-- Written instruction --
Rewrite the part that opens with the line containing "Point to the tree canopy" and closes with the last of the lines below, keeping every line and shifting each coordinate in the bracketed answers up by 72.
---------------
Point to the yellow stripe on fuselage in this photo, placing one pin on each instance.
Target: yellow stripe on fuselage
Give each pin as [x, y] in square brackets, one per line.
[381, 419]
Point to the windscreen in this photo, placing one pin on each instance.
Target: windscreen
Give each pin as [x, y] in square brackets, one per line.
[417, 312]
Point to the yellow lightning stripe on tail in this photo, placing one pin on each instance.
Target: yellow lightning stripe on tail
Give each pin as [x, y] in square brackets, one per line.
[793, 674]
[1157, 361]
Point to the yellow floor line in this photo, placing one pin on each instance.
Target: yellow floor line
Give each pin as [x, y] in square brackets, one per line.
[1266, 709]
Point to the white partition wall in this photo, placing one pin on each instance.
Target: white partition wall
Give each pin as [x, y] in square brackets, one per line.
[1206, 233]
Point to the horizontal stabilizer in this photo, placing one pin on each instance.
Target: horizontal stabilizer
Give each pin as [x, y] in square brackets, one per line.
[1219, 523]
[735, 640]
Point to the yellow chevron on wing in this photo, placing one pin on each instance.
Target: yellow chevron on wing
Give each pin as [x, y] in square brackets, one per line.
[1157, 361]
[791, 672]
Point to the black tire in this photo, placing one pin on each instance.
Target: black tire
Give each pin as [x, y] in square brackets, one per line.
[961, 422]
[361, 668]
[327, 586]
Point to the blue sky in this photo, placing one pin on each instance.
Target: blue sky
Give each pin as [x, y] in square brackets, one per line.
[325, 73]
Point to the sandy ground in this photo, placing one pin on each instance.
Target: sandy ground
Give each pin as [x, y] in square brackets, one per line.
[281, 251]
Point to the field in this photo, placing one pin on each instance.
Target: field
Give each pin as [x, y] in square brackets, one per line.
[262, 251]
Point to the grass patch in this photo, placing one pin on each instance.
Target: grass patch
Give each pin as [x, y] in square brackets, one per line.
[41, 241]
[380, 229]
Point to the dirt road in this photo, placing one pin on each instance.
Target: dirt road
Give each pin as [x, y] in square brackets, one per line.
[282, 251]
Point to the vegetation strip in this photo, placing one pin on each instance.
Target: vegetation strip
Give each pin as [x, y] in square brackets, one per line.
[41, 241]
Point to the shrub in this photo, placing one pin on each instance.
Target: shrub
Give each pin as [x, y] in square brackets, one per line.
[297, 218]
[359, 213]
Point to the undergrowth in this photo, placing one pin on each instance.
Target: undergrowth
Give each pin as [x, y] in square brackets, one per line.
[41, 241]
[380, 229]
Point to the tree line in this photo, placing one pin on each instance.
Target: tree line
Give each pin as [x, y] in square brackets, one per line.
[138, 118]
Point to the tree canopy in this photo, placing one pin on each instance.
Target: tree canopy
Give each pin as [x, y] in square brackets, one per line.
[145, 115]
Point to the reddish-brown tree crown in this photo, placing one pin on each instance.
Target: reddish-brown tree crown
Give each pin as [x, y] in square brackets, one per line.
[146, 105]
---------------
-- Output below --
Point to the tree canopy in this photo, placing one pin on each instance.
Target: tree canopy
Give each pin as [x, y] in square brackets, one per line.
[217, 187]
Point to the reddish-brown tree crown in this photo, placing one pin on each instance.
Target: reddish-brown tree crown
Give each pin as [x, y] in square brackets, one per line.
[218, 177]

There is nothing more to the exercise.